* [Records]:

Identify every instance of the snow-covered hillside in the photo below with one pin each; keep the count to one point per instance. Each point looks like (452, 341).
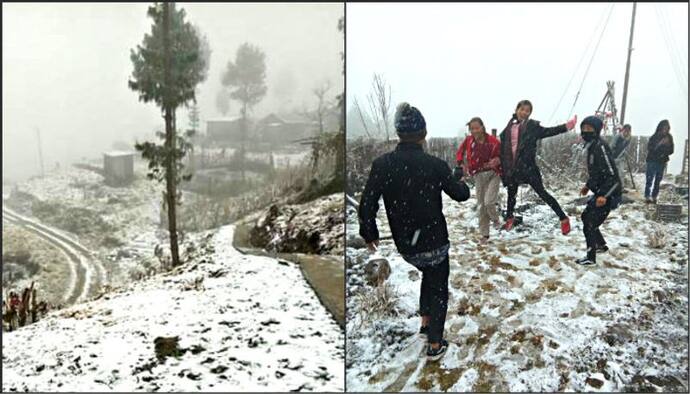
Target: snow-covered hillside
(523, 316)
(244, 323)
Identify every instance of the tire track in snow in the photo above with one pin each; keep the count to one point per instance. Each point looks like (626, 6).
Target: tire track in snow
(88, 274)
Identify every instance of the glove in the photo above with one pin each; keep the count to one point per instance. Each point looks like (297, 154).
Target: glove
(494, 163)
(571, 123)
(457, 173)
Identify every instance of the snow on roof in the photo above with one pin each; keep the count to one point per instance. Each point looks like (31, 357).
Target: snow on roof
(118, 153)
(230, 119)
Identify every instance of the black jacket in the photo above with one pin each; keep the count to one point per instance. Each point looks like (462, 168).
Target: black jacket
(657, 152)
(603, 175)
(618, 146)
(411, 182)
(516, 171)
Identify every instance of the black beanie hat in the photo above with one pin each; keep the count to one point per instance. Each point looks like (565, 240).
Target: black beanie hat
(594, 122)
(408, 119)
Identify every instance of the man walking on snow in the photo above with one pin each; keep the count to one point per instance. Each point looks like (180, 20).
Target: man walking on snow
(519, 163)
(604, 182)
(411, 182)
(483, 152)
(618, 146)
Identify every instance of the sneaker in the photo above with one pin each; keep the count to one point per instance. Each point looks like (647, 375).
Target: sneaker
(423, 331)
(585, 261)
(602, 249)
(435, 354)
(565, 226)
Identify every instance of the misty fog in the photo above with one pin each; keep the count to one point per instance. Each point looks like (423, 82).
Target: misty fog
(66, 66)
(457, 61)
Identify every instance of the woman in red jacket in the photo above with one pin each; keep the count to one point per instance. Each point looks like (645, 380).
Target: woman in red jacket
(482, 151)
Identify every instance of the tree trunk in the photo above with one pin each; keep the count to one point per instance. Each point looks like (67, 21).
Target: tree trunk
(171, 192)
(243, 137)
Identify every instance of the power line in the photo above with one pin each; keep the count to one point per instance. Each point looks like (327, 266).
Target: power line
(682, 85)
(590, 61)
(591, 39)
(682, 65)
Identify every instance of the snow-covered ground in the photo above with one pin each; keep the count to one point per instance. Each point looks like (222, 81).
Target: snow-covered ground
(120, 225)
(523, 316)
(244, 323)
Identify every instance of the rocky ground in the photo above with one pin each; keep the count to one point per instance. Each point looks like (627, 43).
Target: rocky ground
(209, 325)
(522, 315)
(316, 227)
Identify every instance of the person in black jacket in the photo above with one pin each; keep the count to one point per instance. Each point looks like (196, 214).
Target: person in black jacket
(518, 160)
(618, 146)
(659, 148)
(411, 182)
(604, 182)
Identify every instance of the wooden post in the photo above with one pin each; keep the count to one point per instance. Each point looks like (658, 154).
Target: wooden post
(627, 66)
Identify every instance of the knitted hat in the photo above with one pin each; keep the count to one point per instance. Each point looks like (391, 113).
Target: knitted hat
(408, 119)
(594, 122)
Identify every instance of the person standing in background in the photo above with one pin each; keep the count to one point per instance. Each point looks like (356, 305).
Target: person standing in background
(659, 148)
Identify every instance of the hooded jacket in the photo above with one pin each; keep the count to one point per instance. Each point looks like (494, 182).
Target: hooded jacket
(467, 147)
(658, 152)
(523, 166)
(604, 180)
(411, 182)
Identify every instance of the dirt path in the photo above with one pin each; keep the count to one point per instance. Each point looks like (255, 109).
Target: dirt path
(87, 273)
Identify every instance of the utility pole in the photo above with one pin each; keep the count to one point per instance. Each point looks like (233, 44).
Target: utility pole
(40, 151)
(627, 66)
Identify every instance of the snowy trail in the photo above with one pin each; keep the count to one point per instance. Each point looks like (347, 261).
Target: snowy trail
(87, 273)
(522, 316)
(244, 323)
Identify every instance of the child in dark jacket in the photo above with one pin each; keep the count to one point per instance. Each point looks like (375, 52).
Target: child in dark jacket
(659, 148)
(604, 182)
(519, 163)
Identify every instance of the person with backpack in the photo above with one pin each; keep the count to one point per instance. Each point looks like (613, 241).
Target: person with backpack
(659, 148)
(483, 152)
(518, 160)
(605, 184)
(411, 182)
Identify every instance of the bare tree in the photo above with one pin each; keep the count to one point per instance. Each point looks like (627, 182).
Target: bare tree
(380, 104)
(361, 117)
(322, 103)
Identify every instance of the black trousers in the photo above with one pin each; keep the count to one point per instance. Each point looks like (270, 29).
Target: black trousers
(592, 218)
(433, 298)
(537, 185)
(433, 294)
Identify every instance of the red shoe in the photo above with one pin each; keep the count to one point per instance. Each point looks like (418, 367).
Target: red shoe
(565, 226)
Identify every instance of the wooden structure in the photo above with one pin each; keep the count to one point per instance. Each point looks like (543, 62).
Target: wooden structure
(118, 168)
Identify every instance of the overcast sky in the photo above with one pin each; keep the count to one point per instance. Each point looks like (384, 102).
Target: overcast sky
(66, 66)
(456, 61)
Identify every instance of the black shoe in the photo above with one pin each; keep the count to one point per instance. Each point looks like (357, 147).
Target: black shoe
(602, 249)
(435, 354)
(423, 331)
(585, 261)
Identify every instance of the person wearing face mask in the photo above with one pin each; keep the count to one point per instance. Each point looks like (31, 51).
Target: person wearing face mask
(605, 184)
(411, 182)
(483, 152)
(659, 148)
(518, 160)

* [Required task]:
Your task is to retype all the entries exactly and leave out any pictures.

* [The reply]:
Identify every instance of the snow-covered hillside in the photo below with one pin each; keep the count to one point per instance. Each point looks like (452, 341).
Target: snow-covered hillside
(523, 316)
(244, 323)
Identify every instance of the tire track in snow in the photo above with one pin each; keep the count to one point per instance. Each point looks like (626, 6).
Target: tire track in snow
(88, 274)
Identify every instance of the glove in the photo above with one pin each; keep the count to one point per instance. Each point looks like (297, 154).
Target: glove
(494, 163)
(571, 123)
(457, 173)
Identify every instance of the snow on roof in the photo above with one pin each; keep the count to one point per instance. Each point looks like (31, 357).
Target: snow on roof
(118, 153)
(230, 119)
Identify every instance of the black jacket in the photo above with one pin each; keep the count to one point per instance. Each point looks like (462, 168).
Target: black jacket
(657, 152)
(603, 175)
(618, 146)
(411, 182)
(516, 171)
Identify every instance of the black beanie hat in the photo above with one pin each; keep the count to one point per instance. Each point looks like (565, 240).
Target: black beanie hat
(594, 122)
(408, 119)
Identify every instance of the man walking on snow in the photo above with one pin each; keep the count to one point per instance. Each point looks like (180, 20).
Target: man walking on snow
(519, 163)
(604, 182)
(411, 182)
(483, 152)
(618, 146)
Identify every instance of the sneaker in the photo above with one pin each; keep the count to one point per instance. Each point looks like (647, 375).
Target: sneaker
(423, 331)
(585, 261)
(602, 249)
(435, 354)
(565, 226)
Identify every instance of the misty fog in the photo above with one pin each; keep the count to one point per instance. Each point looks like (423, 82).
Target: misty fog
(66, 66)
(457, 61)
Identify every instance of the woman in red jacket in the photo above with one pin each; keep the count to one point per instance. Each point looks like (645, 380).
Target: woman in red jacket
(482, 151)
Identify every instance of the tree trunk in the photo above with one pin each; keep the count to one point per instance. Each point looks like (67, 21).
Target: tree trunk
(171, 192)
(243, 137)
Identify every instance of the power line in the photo above with one pin each; keep the count to one point per instance. Each point looks like (327, 266).
Target: power line
(682, 85)
(590, 61)
(591, 39)
(682, 65)
Identify every instance of the snow-covered ground in the photo above with one pin each; keep the count to one point per instance. Each point looks like (222, 81).
Target: snow-covered ground
(120, 225)
(523, 316)
(244, 323)
Identify every instance of the rocky ground in the photo above with one pin each; keep the count to one point per instance. Each point looks like (627, 43).
Target: rocky ground
(209, 325)
(522, 315)
(316, 227)
Identify every instance of the person in black jacket in the photo above with one pin each; keep the count to one point per instance. Each point looks like (196, 214).
Target: person in black jacket
(518, 160)
(618, 146)
(659, 148)
(411, 182)
(604, 182)
Identify every instance of the wooden post in the photo above with one pin each; keep the count to one point per instance. Each point looks like (658, 154).
Target: wooden post
(627, 66)
Identify every instance of the knitted hat in the photo above with one pin each; keep the count to one point per instance. Each point looks like (391, 113).
Target: knitted hat
(408, 119)
(594, 122)
Identify every instance of the person standing in background in the photo above with one pin each; keep the count to one point per instance. Each point looks like (356, 305).
Target: person standing in background
(659, 148)
Identify every instance of the hooded jacket in the photo above with one pin each; keep the count to one point per instance. Each point looks like (494, 182).
Target: hooded jacket
(467, 147)
(658, 152)
(523, 166)
(604, 180)
(411, 182)
Identify every instance of the dirt path in the photo above with one pin each; keep the count to one point per instance. Each point looks like (255, 109).
Target: dirt path
(87, 273)
Identify every instance of the utility pole in the photo above with one pin each; keep the count to one point per instance. Each point looks like (233, 44).
Target: utility pole
(40, 151)
(627, 66)
Identify every instance of the snowy trail in the photo above with one pin each; keep the count to one point per instance. Each point looks like (347, 261).
Target: snowy trail
(87, 273)
(522, 316)
(244, 323)
Identify every instance of the child in dark jacket in the photo above with one pin each; keep the count to one point per instance. Each point looks like (375, 52).
Target: child in dark jacket
(659, 148)
(604, 182)
(519, 163)
Identify every instance of the person with backpack in the photo above with one pin each; keep the count to one point per instance. Each point looks like (613, 241).
Target: person with backpack
(659, 148)
(483, 152)
(518, 160)
(605, 184)
(411, 182)
Identify every instance of the bare tree in the photo above with one pin each; keep the count to one point per instance. Each point looks like (627, 182).
Target: bare tree
(380, 104)
(361, 117)
(322, 103)
Identify every instance of the black trousers in the photo above with one pin each; keep the count to one point per instance. Each point looks like (270, 29).
Target: black trousers
(592, 218)
(433, 298)
(537, 185)
(433, 294)
Identify every instance of the red shoe in the photo above with one pin each; keep the count to one point per instance. Each point looks like (418, 367).
Target: red shoe
(565, 226)
Identify every instance of the wooden structure in the photo above with one pin each; keep the count to one point per instance. Each point looks like (543, 62).
Target: wooden structure
(118, 168)
Identify every instance of the overcast sky in the photo above with one pin each; keep the count to one point per instance. Each point looks like (384, 102).
Target: overcast sky
(66, 66)
(456, 61)
Identify every instance of the black shoe in the photo above with one pin each; keep the count to one point per instance. Each point looks like (357, 147).
Target: black shoe
(602, 249)
(435, 354)
(423, 331)
(585, 261)
Identify every instance of the person wearing face mask in the photo above with one pin each; keep the count to one point per instance. Each point looks like (31, 51).
Target: person wearing face mask
(605, 184)
(411, 182)
(483, 152)
(659, 148)
(518, 160)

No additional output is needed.